STATED GOAL 1: Report every line of the listing below that contains the word "street". Case counts.

PROVIDED PASSAGE:

Python package development

The instructions below heavily rely on the use of Python setuptools and zc.buildout.

Note

The core of our strategy is based on standard tools for defining and deploying Python packages. If you are not familiar with Python’s setuptools or PyPI, it can be beneficial to learn about those before you start. Python’s Setuptools is a mechanism to define and distribute Python code in a packaged format, optionally through PyPI, a web-based Python package index and distribution portal. Python packaging guide can also be useful to learn about setuptools.

zc.buildout is a tool to deploy Python packages locally, automatically setting up and encapsulating your work environment.

Anatomy of a package

The best way to create your package is to download the skeleton that is described in this tutorial and build on it, modifying what you need. Fire-up a shell window, activate your development environment (as explained in Local development environement) and then do this:

$ git clone https://gitlab.idiap.ch/bob/bob.extension.git
$ cp -R bob.extension/bob/extension/examples/bob.example.project ./
$ rm -rf bob.extension # optionally remove the cloned source of bob.extension
$ cd bob.example.project
$ git init # initialize this folder as a git repository.

The anatomy of a minimal package should look like the following:

.
+-- MANIFEST.in       # extras to be installed, besides the Python files
+-- README.rst        # a minimal description of the package, in reStructuredText format
+-- buildout.cfg      # buildout configuration
+-- setup.py          # installation instruction for this particular package
+-- requirements.txt  # requirements of your package
+-- version.txt       # the (current) version of your package
+-- doc               # documentation directory
|   +-- conf.py       # Sphinx configuration
|   +-- index.rst     # Documentation starting point for Sphinx
+-- bob               # Python package (a.k.a. "the code")
|   +-- example
|   |   +-- project
|   |   |   +-- script
|   |   |   |   +-- __init__.py
|   |   |   |   +-- version.py
|   |   |   +-- __init__.py
|   |   |   +-- test.py
|   |   +-- __init__.py
|   +-- __init__.py

Our example that you just downloaded contains exactly these files. All files are in text format and should be heavily commented. The most important file that requires your attention is setup.py. This file contains the basic information for the Python package you will be creating. It defines scripts the package provides and also loads dependencies it requires for execution.

Note

Note that the dependencies are not specified directly in the setup.py file, but are loaded from the requirements.txt file. This is unique to Bob packages and you should always do this.

To customize the package to your needs, you will need to edit this file and modify it accordingly. Before doing so, it is suggested you go through all of this tutorial so you are familiar with the whole environment. The example package, as it is distributed, contains a fully working example.

In the remainder of this document, we mainly explain how to setup the setup.py and the buildout.cfg, going from minimal working example to more advanced features.

Setting up your package

The package you cloned above is a pure-Python example package and contains all elements to get you started. It defines a single library module called bob.example.project, which declares a simple script, called version.py that prints out the version of the dependent library bob.blitz. These information is available in your setup.py file and particularly in its setup function:

setup(
  name = 'bob.example.project',
  version = open("version.txt").read().rstrip(),
  ...

STATED GOAL 2:
Answer these questions from the Python package development text:
(a) Which tool deploys Python packages locally while setting up and encapsulating the work environment?
(b) From which file are the dependencies of a Bob package loaded?
(c) What does the script version.py print?

GIVEN DATA:
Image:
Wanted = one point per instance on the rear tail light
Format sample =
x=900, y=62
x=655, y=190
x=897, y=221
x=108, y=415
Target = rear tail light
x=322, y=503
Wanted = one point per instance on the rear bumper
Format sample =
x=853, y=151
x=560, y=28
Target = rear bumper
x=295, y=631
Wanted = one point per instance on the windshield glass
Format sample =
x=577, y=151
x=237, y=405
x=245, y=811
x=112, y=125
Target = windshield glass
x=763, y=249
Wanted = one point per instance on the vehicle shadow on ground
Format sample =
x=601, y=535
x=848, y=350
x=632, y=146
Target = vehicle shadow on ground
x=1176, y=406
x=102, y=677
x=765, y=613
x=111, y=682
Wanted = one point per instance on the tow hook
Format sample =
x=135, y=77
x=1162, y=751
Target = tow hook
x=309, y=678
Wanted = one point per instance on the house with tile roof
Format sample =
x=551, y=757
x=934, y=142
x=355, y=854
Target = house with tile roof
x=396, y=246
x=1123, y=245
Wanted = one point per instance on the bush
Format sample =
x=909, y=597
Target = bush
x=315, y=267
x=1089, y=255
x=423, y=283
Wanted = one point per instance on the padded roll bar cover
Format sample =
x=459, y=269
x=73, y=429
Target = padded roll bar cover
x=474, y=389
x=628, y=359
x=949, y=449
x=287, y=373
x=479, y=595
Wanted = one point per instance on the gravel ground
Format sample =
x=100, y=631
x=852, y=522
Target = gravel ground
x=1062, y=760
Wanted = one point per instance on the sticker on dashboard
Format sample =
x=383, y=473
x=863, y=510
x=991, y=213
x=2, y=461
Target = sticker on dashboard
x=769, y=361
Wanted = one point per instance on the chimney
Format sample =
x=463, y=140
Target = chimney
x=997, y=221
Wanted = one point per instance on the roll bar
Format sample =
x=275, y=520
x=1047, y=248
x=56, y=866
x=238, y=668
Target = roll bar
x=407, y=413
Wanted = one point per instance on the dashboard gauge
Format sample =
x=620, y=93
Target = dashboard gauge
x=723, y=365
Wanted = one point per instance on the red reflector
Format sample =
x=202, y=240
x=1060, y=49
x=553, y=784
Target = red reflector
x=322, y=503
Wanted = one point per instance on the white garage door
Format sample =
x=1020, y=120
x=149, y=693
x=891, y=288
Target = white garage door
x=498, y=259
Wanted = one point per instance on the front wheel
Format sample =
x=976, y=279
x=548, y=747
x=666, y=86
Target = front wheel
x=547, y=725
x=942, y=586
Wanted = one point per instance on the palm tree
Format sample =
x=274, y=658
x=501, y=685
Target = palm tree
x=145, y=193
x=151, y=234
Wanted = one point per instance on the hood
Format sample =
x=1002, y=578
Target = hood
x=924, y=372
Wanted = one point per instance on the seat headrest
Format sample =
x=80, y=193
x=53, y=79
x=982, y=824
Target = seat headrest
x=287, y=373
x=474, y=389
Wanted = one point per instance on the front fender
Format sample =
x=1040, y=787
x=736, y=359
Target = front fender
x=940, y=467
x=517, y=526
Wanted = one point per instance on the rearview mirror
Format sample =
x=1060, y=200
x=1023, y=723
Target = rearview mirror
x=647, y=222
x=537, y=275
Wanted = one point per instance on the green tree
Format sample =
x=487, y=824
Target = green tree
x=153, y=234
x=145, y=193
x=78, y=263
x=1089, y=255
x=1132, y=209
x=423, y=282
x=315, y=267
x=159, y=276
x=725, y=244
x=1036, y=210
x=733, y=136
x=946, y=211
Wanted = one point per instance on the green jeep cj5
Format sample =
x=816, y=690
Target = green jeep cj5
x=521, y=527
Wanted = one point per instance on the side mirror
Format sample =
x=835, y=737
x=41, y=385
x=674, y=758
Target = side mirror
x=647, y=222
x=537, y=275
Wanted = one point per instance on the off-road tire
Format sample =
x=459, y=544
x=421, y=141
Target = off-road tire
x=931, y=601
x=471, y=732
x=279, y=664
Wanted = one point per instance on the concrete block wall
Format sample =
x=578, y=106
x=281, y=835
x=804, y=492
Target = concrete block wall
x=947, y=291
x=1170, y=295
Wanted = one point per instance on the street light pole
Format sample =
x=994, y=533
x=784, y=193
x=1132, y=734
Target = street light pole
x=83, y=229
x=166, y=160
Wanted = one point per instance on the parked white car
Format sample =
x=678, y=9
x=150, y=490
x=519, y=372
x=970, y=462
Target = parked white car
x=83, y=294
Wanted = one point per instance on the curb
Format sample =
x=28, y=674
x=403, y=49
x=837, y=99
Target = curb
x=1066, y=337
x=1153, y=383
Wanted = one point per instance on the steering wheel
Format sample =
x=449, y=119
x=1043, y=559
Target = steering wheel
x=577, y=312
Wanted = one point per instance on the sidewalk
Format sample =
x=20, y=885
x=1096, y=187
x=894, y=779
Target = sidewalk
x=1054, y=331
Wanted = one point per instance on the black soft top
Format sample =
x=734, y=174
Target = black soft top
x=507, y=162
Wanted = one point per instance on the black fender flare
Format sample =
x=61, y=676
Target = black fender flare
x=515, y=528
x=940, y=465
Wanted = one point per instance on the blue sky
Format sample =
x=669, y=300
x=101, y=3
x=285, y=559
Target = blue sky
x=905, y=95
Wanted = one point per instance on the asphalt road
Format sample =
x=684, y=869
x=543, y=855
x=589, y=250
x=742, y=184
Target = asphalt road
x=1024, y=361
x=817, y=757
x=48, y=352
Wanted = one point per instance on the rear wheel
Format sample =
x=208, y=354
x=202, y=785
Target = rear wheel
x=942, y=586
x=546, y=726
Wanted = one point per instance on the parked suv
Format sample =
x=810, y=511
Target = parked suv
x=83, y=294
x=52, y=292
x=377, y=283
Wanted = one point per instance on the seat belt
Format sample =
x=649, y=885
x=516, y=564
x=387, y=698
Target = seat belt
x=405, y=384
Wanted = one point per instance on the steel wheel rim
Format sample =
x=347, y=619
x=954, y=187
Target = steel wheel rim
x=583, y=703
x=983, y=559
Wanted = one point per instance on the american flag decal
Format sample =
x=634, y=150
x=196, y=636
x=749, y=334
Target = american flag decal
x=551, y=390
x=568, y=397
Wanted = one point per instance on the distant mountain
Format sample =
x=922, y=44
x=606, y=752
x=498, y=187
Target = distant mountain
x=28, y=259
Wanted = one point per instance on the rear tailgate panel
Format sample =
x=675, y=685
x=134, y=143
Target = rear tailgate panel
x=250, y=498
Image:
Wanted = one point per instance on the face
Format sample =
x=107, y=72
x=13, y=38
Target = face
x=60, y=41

WRITTEN ANSWER 1:
Wanted = one point per instance on the street light pole
Target = street light pole

WRITTEN ANSWER 2:
(a) zc.buildout
(b) requirements.txt
(c) The version of the dependent library bob.blitz.